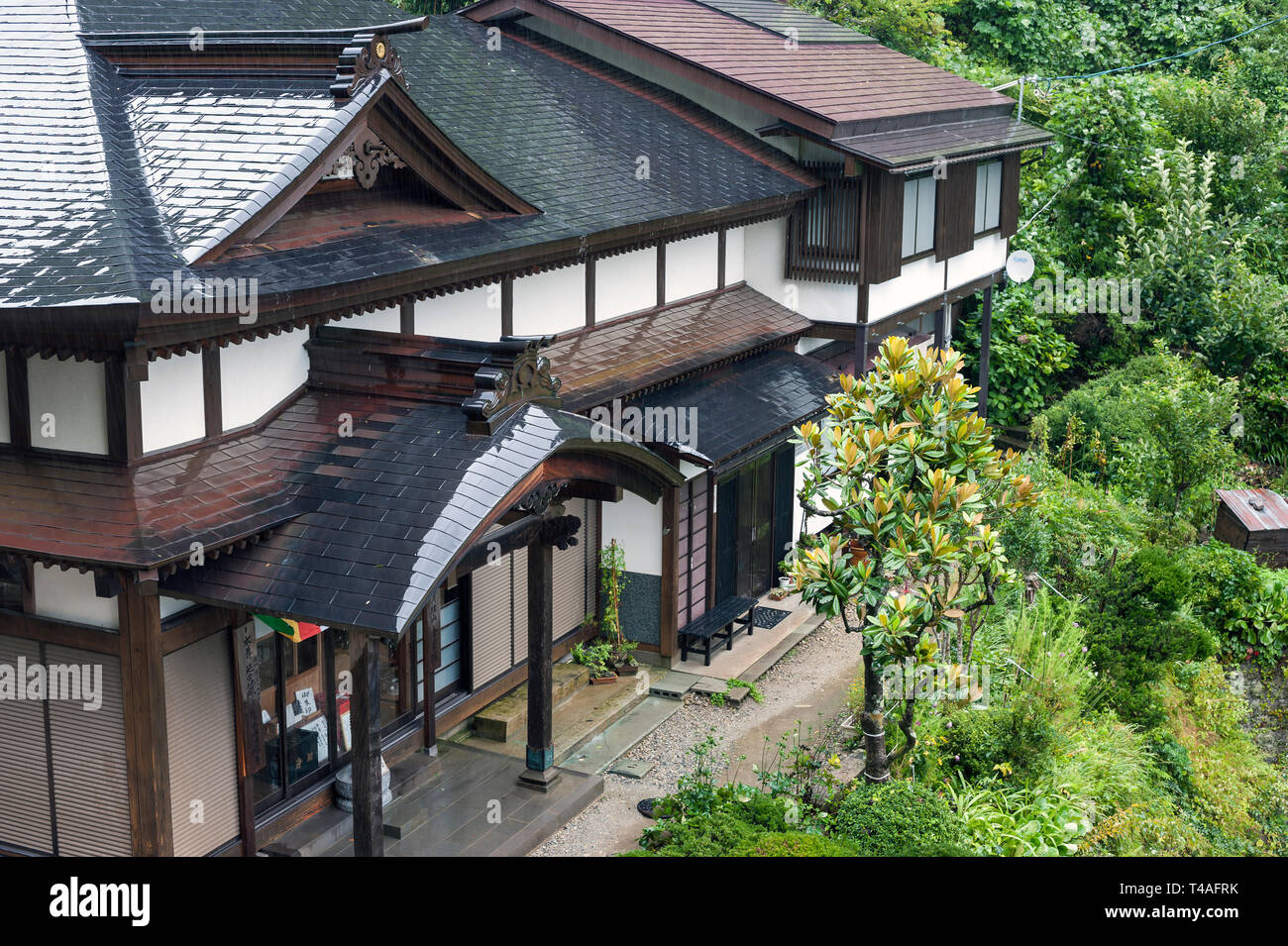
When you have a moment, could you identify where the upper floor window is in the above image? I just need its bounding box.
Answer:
■ ■ ■ ■ ■
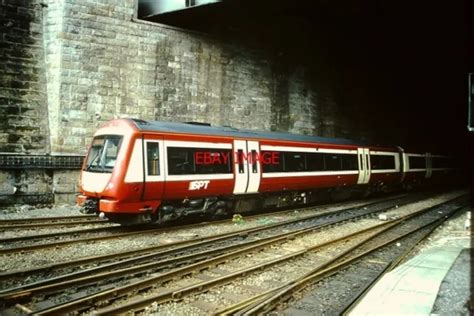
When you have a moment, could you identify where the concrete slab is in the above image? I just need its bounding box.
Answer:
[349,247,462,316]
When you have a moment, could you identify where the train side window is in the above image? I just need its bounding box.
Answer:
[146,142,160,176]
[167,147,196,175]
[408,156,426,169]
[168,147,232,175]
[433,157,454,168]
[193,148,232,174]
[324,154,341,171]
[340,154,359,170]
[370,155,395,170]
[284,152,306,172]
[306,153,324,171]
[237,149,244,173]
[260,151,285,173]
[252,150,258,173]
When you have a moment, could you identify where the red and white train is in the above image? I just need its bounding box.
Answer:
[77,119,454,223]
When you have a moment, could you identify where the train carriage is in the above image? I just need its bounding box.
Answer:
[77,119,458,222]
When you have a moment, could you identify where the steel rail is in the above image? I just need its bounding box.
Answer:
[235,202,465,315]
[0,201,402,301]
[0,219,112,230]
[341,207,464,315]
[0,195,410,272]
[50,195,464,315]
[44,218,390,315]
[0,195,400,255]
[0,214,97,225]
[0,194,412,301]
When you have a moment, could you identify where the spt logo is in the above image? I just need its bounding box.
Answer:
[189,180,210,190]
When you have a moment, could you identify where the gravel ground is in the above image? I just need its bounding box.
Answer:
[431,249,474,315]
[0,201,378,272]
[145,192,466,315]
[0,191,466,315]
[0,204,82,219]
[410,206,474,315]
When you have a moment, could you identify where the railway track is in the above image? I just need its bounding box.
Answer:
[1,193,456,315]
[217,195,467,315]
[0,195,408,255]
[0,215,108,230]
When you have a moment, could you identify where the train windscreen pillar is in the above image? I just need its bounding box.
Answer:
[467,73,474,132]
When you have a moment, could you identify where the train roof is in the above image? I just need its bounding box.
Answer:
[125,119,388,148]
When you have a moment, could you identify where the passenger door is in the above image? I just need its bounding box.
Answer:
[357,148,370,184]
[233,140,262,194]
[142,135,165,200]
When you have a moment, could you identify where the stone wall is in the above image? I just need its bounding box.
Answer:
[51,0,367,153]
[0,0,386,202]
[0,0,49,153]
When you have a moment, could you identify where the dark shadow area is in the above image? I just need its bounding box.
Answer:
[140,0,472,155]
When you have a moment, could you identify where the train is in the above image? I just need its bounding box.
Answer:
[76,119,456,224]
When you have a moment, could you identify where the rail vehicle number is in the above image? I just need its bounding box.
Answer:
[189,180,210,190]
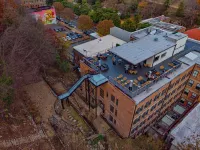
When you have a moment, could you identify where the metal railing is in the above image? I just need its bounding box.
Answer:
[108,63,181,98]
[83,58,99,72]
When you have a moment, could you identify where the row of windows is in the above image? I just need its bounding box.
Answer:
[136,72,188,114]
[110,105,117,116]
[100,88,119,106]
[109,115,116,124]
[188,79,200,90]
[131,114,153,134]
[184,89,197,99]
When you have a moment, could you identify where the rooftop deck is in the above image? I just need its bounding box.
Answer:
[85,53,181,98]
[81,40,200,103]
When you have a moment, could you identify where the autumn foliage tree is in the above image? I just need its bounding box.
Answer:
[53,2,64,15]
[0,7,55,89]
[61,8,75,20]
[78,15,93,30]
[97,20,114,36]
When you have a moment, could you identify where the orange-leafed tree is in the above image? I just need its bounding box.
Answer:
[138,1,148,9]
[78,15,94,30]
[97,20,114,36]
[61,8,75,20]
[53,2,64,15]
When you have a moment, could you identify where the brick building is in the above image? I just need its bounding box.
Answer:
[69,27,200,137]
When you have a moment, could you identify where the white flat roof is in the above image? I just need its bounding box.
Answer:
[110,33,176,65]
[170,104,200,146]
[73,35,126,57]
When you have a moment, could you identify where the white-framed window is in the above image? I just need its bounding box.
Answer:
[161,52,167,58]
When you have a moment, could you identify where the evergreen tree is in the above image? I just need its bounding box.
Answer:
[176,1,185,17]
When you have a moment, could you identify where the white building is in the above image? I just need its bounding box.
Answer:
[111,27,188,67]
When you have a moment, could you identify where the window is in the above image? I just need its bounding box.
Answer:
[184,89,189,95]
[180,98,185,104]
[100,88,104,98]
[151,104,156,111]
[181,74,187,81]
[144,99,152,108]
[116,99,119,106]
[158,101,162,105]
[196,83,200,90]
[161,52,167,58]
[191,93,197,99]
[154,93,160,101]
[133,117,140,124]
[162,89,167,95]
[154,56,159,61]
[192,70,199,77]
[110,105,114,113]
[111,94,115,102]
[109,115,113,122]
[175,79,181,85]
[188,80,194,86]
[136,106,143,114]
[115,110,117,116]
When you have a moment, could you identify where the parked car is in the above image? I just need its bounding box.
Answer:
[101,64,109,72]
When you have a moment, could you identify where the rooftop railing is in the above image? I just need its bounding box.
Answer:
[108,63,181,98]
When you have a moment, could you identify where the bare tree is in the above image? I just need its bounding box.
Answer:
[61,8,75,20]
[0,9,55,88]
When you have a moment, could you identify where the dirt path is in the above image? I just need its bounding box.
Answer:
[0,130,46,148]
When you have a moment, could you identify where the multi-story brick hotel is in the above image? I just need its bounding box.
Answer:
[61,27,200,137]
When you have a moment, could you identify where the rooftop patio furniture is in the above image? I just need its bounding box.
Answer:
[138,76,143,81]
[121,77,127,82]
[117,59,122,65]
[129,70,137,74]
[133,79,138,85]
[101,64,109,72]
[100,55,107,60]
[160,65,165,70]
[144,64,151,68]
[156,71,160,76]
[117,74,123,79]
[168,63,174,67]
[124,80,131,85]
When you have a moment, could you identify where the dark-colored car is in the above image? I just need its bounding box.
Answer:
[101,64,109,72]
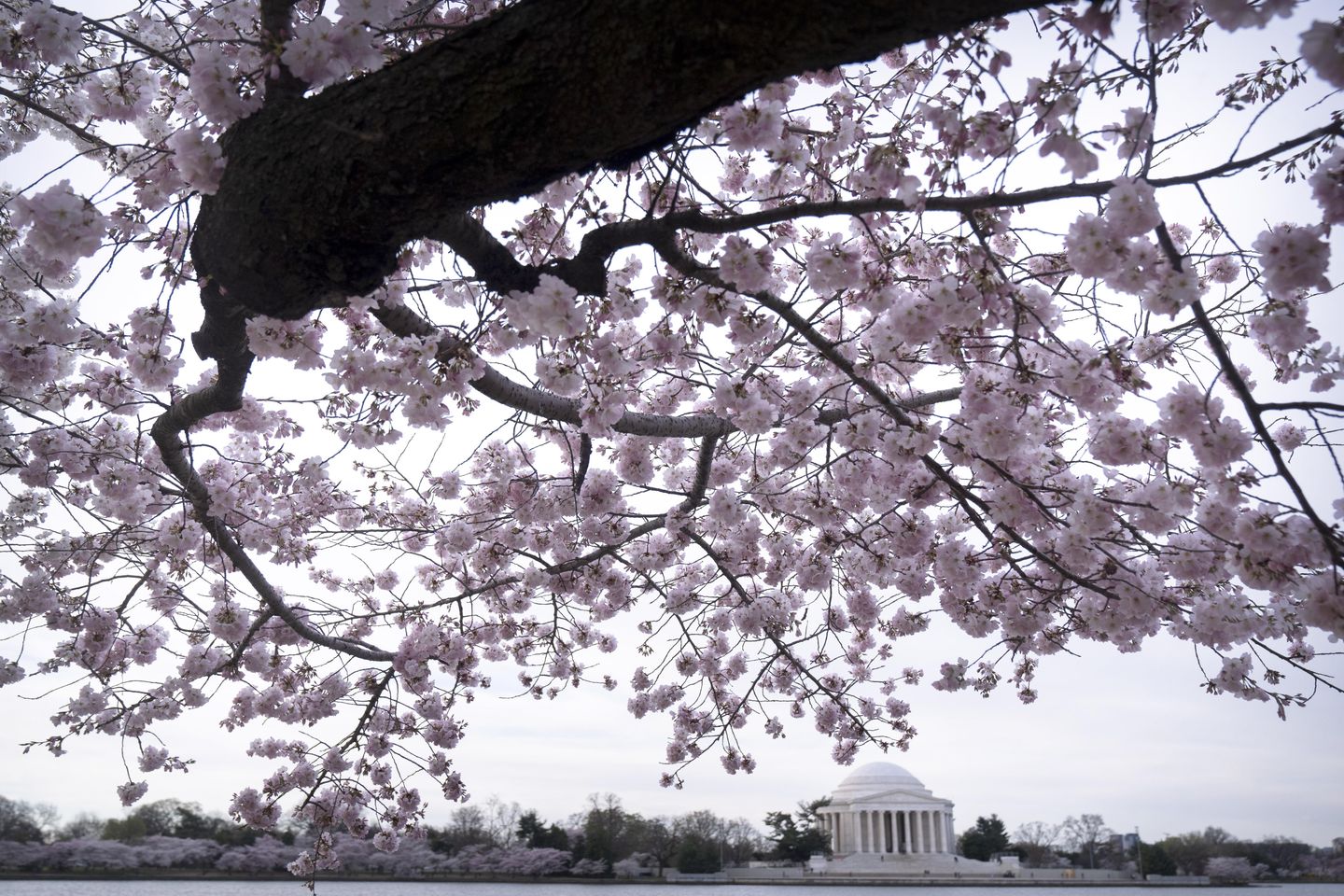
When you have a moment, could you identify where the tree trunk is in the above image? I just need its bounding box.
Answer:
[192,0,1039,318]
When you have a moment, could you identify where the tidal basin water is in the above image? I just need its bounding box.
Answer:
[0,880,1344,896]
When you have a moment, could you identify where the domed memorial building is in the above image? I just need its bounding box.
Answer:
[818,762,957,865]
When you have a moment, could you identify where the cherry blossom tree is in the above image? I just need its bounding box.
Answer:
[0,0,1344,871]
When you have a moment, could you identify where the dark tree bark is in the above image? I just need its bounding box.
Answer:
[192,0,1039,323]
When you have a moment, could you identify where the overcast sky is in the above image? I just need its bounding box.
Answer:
■ ■ ■ ■ ■
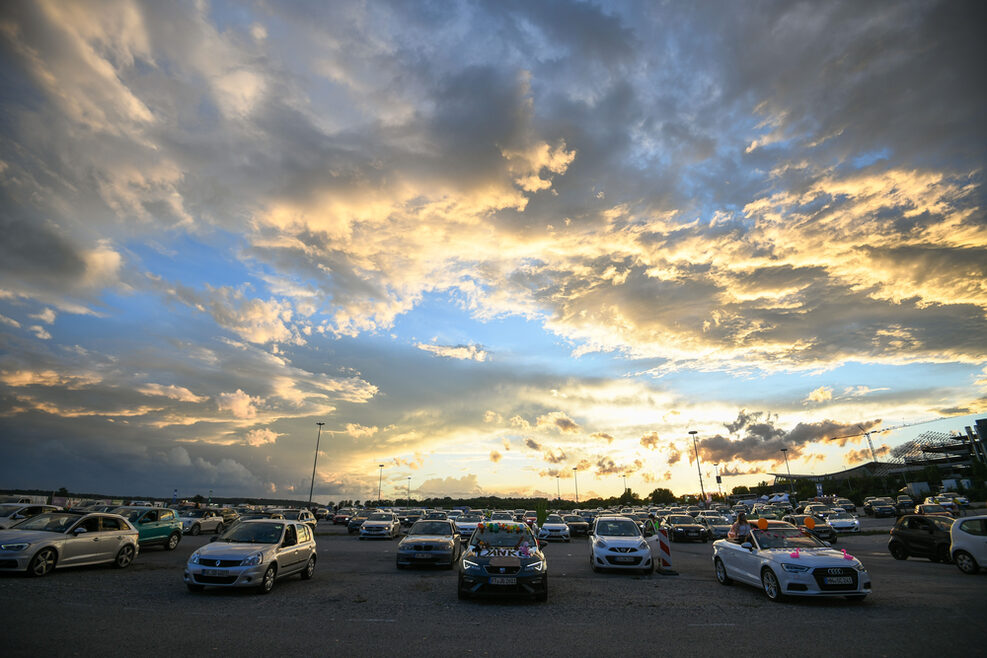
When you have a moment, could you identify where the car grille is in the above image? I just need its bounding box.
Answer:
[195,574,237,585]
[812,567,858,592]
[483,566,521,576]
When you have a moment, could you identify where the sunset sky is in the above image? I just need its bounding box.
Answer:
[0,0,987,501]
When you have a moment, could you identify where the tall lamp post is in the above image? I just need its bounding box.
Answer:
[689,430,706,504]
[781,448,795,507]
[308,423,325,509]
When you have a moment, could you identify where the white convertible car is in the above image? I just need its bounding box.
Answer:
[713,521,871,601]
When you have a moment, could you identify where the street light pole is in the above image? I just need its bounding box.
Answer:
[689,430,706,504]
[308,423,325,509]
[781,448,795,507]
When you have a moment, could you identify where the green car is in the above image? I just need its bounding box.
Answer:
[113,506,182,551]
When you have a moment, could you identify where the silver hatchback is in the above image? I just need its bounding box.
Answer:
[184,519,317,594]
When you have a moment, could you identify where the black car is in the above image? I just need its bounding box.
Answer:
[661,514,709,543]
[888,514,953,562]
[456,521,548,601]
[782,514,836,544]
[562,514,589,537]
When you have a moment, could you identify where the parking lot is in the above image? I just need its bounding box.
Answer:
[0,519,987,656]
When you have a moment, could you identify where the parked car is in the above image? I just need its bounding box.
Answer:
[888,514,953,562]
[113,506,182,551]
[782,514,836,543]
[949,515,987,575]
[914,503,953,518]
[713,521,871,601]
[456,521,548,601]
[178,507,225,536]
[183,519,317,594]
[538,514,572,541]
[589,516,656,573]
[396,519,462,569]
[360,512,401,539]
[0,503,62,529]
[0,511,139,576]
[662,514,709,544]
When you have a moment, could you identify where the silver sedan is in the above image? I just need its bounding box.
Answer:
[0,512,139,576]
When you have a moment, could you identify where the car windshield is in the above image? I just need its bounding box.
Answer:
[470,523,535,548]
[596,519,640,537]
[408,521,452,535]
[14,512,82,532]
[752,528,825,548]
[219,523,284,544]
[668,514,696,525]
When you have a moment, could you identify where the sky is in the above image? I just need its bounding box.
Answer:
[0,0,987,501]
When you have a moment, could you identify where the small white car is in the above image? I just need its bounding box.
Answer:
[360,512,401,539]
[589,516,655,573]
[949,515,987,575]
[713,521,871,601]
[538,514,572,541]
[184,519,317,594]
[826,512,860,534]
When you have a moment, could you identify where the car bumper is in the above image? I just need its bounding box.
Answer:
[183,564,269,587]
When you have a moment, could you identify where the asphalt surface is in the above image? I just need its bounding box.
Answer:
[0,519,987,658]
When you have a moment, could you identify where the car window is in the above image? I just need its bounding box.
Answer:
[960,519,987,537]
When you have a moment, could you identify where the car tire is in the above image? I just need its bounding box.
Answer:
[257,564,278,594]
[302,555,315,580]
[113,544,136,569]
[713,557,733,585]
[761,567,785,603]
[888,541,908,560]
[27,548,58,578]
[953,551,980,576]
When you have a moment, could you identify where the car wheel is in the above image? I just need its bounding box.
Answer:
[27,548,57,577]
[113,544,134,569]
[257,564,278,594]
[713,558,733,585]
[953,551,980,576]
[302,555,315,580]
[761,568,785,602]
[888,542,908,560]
■ ■ ■ ■ ■
- [What you have to do]: Copy the lines above exactly as they appear, from the line containing "When you have a moment, could you identify where the tidal" through the line containing "[192,0,1039,323]", both included.

- [Answer to the problem]:
When you have a moment, could you identify where the tidal basin water is in the above image? I just need its bounding box.
Answer:
[0,880,1344,896]
When you have a moment, could you identify where the domed memorial building is in the above image? I just need its bounding box.
Answer:
[818,762,957,865]
When you have a moment, could you identify where the cherry blossom tree is in the above image? I just need its bounding box.
Answer:
[0,0,1344,871]
When you have a moment, could you identify where the dark tree bark is in the above image? I just need its bounding box.
Answer:
[192,0,1039,323]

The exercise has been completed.